• Instruction: Please copy out the entries below, swapping "output" for "result" everywhere it occurs. Keep every other character unchanged.

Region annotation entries
-=-=-=-=-
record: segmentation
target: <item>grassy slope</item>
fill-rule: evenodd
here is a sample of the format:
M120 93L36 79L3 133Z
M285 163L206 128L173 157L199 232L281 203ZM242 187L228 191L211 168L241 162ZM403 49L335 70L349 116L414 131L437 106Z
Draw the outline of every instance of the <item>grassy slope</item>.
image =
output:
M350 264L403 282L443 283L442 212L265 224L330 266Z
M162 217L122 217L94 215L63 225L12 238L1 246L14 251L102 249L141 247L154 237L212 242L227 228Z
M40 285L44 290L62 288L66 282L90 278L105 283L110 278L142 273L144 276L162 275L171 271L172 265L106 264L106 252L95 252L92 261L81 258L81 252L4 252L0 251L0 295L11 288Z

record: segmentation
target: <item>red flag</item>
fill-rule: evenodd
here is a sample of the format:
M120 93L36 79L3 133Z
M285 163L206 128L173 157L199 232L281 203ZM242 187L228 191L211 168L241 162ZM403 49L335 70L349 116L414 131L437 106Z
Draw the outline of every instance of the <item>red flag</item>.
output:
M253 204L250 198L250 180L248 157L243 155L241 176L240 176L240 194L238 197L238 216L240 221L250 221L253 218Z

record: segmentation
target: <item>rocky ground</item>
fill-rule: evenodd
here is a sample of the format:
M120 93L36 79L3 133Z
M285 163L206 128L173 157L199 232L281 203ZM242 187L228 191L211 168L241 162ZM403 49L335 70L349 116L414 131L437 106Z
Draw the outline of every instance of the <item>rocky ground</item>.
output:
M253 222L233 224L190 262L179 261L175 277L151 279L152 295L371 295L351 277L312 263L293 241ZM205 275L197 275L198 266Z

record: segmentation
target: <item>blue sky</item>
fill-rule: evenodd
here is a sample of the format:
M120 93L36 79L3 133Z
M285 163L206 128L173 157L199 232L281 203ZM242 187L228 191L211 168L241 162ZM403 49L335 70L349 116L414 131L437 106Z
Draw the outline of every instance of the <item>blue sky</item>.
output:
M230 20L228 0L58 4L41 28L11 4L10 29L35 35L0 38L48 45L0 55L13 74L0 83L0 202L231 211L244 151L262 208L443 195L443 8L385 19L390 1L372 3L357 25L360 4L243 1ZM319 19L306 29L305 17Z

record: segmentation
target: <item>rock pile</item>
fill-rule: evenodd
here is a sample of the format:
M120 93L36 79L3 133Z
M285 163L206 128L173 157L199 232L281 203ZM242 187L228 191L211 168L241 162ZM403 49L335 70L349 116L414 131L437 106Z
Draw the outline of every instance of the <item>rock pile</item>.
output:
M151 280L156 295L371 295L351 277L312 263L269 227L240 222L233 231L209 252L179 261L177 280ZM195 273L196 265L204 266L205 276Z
-=-=-=-=-
• Task solution:
record: segmentation
target: <item>grassy slope</item>
fill-rule: evenodd
here is a sample of the format:
M120 93L36 79L3 133Z
M285 163L206 128L173 157L199 232L281 203ZM242 187L228 191L211 168L241 162ZM403 49L335 70L349 116L414 131L437 106Z
Draw the outline of every instance of the <item>grassy slope</item>.
image =
result:
M350 264L403 282L443 283L442 212L265 224L330 266Z
M162 217L122 217L94 215L63 225L12 238L1 246L14 251L102 249L141 247L154 237L212 242L227 228Z
M40 285L44 290L62 288L66 282L90 278L105 283L110 278L142 273L144 276L162 275L171 271L172 265L106 264L106 252L95 252L92 261L81 258L81 252L4 252L0 251L0 295L11 288Z

record: segmentation
target: <item>red flag</item>
fill-rule: evenodd
here is a sample of the format:
M120 93L36 79L3 133Z
M285 163L206 128L173 157L199 232L281 203ZM242 187L228 191L211 168L241 162ZM403 49L335 70L349 116L414 131L437 106Z
Draw the outline of every instance of the <item>red flag</item>.
result:
M253 204L250 198L250 180L248 157L243 155L241 176L240 176L240 194L238 197L238 216L240 221L250 221L253 218Z

record: segmentation
target: <item>rocky ground</item>
fill-rule: evenodd
here is a sample of the format:
M120 93L36 79L3 133Z
M285 163L206 128L173 157L199 232L281 203ZM242 187L228 191L211 168L241 162ZM403 49L335 70L349 116L414 131L437 106Z
Draw the outline of every instance of the <item>rocky ground</item>.
result:
M253 222L233 224L190 262L179 261L175 277L151 279L152 295L371 295L351 277L312 263L293 241ZM205 275L197 275L198 266Z

record: segmentation
target: <item>blue sky</item>
fill-rule: evenodd
here is a sample of the format:
M120 93L36 79L3 133Z
M285 163L206 128L173 157L199 232L281 203ZM242 187L228 191L211 168L241 162ZM403 49L335 70L349 116L414 131L437 106Z
Draw the outline of every instance of the <item>blue sky</item>.
result:
M230 20L228 0L58 4L41 28L11 4L10 29L35 35L0 38L48 45L0 55L13 74L0 83L0 202L231 211L244 151L262 208L443 195L443 8L385 19L390 1L372 3L357 25L360 4L243 1ZM319 19L306 29L305 17Z

record: segmentation
target: <item>rock pile</item>
fill-rule: evenodd
here is a sample of the format:
M120 93L36 79L3 133Z
M285 163L206 128L173 157L199 232L281 203ZM242 187L228 191L211 168L241 162ZM403 49L335 70L349 116L414 131L437 106Z
Draw the outline of every instance of the <item>rock pile</item>.
result:
M151 280L156 295L371 295L351 277L312 263L269 227L240 222L233 231L209 252L179 261L177 280ZM195 273L196 265L204 266L205 276Z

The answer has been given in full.